What you have to do:
Every line of the data is to be reproduced exactly.

Information supplied:
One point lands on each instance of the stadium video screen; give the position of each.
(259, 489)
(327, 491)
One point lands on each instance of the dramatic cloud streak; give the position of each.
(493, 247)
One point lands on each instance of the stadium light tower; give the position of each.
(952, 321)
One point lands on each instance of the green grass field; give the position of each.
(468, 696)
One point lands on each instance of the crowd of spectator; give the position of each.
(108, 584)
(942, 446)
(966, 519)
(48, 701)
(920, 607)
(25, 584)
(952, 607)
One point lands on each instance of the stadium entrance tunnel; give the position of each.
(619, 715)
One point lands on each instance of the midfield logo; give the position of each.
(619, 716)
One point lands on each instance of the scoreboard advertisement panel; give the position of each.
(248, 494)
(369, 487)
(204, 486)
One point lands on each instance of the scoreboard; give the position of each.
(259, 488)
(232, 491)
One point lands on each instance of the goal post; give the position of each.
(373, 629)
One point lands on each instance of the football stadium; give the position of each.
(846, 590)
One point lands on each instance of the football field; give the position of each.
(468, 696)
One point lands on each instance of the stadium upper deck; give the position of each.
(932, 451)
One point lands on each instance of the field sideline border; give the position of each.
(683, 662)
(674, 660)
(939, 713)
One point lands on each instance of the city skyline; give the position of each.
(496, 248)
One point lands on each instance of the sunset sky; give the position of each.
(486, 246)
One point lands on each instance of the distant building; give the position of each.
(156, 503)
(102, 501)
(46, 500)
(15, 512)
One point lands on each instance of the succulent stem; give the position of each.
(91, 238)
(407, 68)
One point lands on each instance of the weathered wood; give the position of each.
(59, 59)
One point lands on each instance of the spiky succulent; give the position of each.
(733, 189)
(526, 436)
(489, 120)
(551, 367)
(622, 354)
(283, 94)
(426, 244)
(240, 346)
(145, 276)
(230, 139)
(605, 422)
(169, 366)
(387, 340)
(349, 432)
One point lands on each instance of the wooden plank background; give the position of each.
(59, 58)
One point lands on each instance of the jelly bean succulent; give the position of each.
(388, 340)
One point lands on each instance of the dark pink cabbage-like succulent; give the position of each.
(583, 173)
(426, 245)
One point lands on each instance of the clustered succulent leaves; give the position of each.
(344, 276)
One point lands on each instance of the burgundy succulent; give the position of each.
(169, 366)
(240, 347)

Solution for this exercise:
One point lands on each instance of the stadium video screen; give the position of each.
(259, 489)
(327, 491)
One point lands on each instance of the dramatic cloud streak; give the position of each.
(493, 247)
One point lands on each instance of the stadium light tower; give the position of each.
(952, 321)
One point lands on each instance of the green grass field; give the position of each.
(468, 696)
One point lands on each instance of the crowd of spectator; give the position of each.
(108, 584)
(942, 446)
(966, 519)
(48, 701)
(920, 607)
(25, 584)
(952, 607)
One point lands on each instance of the stadium entrance tunnel; give the position of each.
(619, 715)
One point lands on each instance of the midfield logo; give the position of each.
(619, 716)
One point lands on each instance of the scoreboard advertisement panel; give the position of each.
(248, 494)
(369, 487)
(204, 486)
One point lands on each instance of the scoreboard; give the position of each.
(259, 488)
(232, 491)
One point lands on each instance of the goal post; give the position of each.
(373, 629)
One point lands on each instance of the football stadium; give the position of each.
(846, 590)
One point lands on each instance of the football field; give the position of each.
(468, 696)
One point lands on each instance of the stadium upper deck; give the position of each.
(932, 451)
One point lands on each instance of the field sideline border; give the position of each.
(683, 662)
(674, 660)
(939, 713)
One point lands on each instance of the city skyline; give the position of each.
(496, 248)
One point lands on each instance of the sunset sky; give the position of each.
(486, 246)
One point lands on each instance of the distant building; give the position of each.
(156, 503)
(102, 501)
(46, 500)
(15, 512)
One point lands on each instance of the succulent stem; give the position of each.
(91, 238)
(407, 68)
One point lands on each instance of the weathered wood; give the position of each.
(59, 59)
One point lands on each instance of the spiky succulent; give the position of each.
(733, 189)
(526, 436)
(489, 120)
(551, 367)
(622, 354)
(283, 94)
(426, 244)
(240, 346)
(145, 276)
(230, 139)
(605, 422)
(169, 366)
(387, 340)
(349, 432)
One point lands on each instance of the wooden plank background; give the position of each.
(59, 58)
One point lands on each instance of the jelly bean succulent; give the position of each.
(388, 340)
One point lands on each instance of the dark pink cabbage-like succulent; give the position of each.
(583, 173)
(426, 245)
One point lands on each instance of the clustered succulent leaves; give the position of each.
(344, 276)
One point lands on each instance of the burgundy succulent; give the position of each.
(169, 366)
(240, 347)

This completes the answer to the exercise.